Instructions for the task
Copy the listing below in full and skip every picture.

--- Start of Supplied material ---

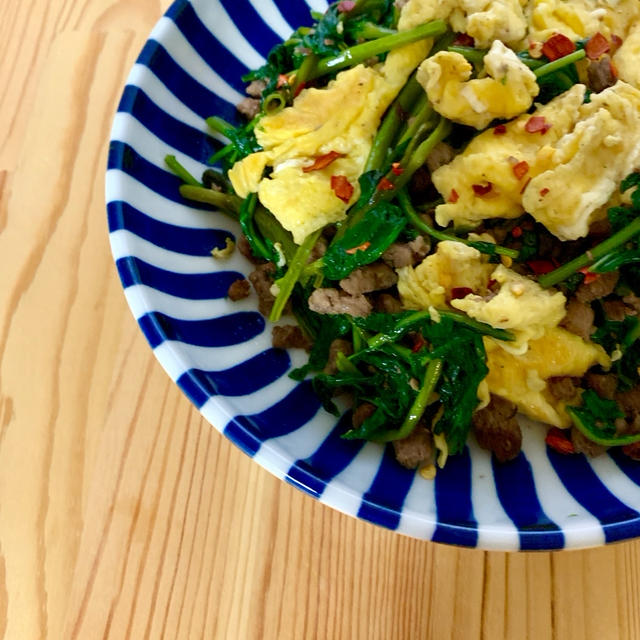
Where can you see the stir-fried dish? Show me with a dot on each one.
(442, 204)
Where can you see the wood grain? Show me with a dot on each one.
(123, 515)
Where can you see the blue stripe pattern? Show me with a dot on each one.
(517, 493)
(242, 379)
(185, 240)
(456, 522)
(256, 376)
(226, 331)
(581, 481)
(289, 414)
(332, 457)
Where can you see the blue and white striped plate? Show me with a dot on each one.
(219, 352)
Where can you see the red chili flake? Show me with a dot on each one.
(520, 169)
(558, 440)
(385, 185)
(346, 5)
(525, 185)
(322, 162)
(589, 276)
(460, 292)
(361, 247)
(540, 266)
(537, 124)
(482, 189)
(396, 168)
(596, 46)
(342, 187)
(418, 342)
(616, 43)
(558, 46)
(464, 40)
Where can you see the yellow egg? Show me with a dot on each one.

--- End of Supplied material ---

Expected answer
Where can you see the stir-fried dish? Show me with a dot on each one.
(442, 204)
Where can you see the wood grain? Show me with a dot on each one.
(123, 515)
Where can you see the blue stripe pattern? Show me with a dot on each one.
(517, 493)
(242, 379)
(185, 240)
(456, 522)
(256, 376)
(226, 331)
(581, 481)
(289, 414)
(332, 457)
Where can you see the blue and white striped plate? Show me with a dot on each one.
(219, 352)
Where can you see the red chili flake? Show me with a dot on each one.
(520, 169)
(558, 440)
(385, 185)
(346, 5)
(525, 185)
(322, 162)
(589, 276)
(460, 292)
(361, 247)
(540, 266)
(537, 124)
(482, 189)
(396, 168)
(596, 46)
(342, 187)
(418, 342)
(616, 43)
(558, 46)
(464, 40)
Where can you see the yellow egg? Show me with a dot on each one.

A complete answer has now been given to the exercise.